Amaç
Aşağıdaki kayıtlardaki satırların tamamını hiçbir değişiklik yapmadan aynen döndür.

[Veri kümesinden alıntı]
────────────────────────────────────────

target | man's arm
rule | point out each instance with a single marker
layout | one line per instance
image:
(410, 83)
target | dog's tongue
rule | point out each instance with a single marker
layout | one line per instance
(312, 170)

────────────────────────────────────────

Görev sonucu
target | man's arm
rule | point out each instance with a single marker
layout | one line per instance
image:
(410, 83)
target | dog's tongue
rule | point out each instance with a single marker
layout | one line per instance
(312, 170)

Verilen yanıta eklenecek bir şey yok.